TEXT PROVIDED:
----------

= K. H. Gustavson =

Swedish chemist (1896–1973)

Karl Helmer Gustavson (Note: also spelled Gustafsson) (21 June 1896 – 11 February 1973) was a Swedish chemist. Gustavson was head of Swedish Tanning Research Institute (Garverinäringens forskningsinstitut) 1948–1966 and became professor in 1956. He is considered one of the founders of the modern leather chemistry, above all through his works on chromium tanning.

== Education ==
Gustavson was born in Lerbäck, Örebro County, Sweden. He studied at KTH Royal Institute of Technology and in Boston, Massachusetts, 1917–23.

He was a research chemist and technical director at the Leather Industries of America 1921–1933, and chief chemist at C J Lundbergs läderfabriks AB, Valdemarsvik 1934–1948. In 1943, he became member of Royal Swedish Academy of Engineering Sciences (IVA) and in 1956 member of the Royal Swedish Academy of Sciences; in 1949 awarded honorary doctor at KTH. Gustavson received in 1955 IVA's Great Gold Medal for "his works on the colloidal chemistry of the leather proteins".

----------

STORED DATA:

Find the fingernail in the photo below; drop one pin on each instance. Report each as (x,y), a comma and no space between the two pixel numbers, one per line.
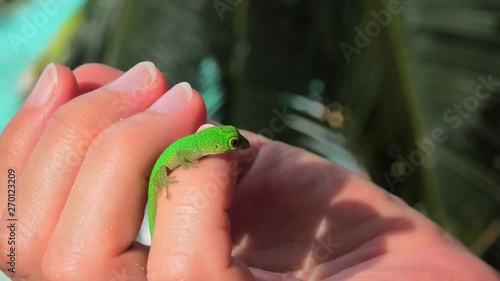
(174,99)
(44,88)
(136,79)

----------

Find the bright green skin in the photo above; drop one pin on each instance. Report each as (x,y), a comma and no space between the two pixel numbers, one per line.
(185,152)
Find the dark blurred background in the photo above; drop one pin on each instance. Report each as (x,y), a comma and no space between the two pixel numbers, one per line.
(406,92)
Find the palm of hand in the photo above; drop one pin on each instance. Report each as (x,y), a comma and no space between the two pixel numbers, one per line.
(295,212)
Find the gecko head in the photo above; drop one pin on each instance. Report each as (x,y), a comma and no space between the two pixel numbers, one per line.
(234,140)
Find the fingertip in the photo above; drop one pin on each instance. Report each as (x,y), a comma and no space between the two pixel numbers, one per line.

----------

PROBLEMS TO WORK ON:
a) Answer these questions from the biography of K. H. Gustavson, one line each:
(i) During which years did Gustavson head the Swedish Tanning Research Institute?
(ii) Where was he born?
(iii) What did he receive from IVA in 1955?
b) From the biography of K. H. Gustavson, return word for word the part that opens with the words containing "Karl Helmer Gustavson" and closes with "on chromium tanning.".
c) Resume the biography of K. H. Gustavson, the chemist, with new text that picks up after its final sentence.

TASK-BY-TASK RESULTS:
a)
(i) 1948–1966
(ii) Lerbäck, Örebro County, Sweden
(iii) IVA's Great Gold Medal

b)
Karl Helmer Gustavson (Note: also spelled Gustafsson) (21 June 1896 – 11 February 1973) was a Swedish chemist. Gustavson was head of Swedish Tanning Research Institute (Garverinäringens forskningsinstitut) 1948–1966 and became professor in 1956. He is considered one of the founders of the modern leather chemistry, above all through his works on chromium tanning.

c)
During 1926–1930 Gustavson was section secretary and section president of the American Chemical Society, president of International Union of Leather Technologists and Chemists Society (IULTCS) 1952–55, honorary member of the Royal Society of Chemistry and a number of other international leather chemistry associations. He has written works on colloidal chemistry of fibre proteins, particularly regarding the chromium tanning chemistry. He has also collaborated in Swedish and international encyclopaedias and handbooks and has also been the author of monographs like The Chemistry and Reactivity of Collagen, 1955, and The Chemistry of Tanning Processes, 1956.

Gustavson died in Spånga, Stockholm. He was the father of the runologist Helmer Olof Gustavson.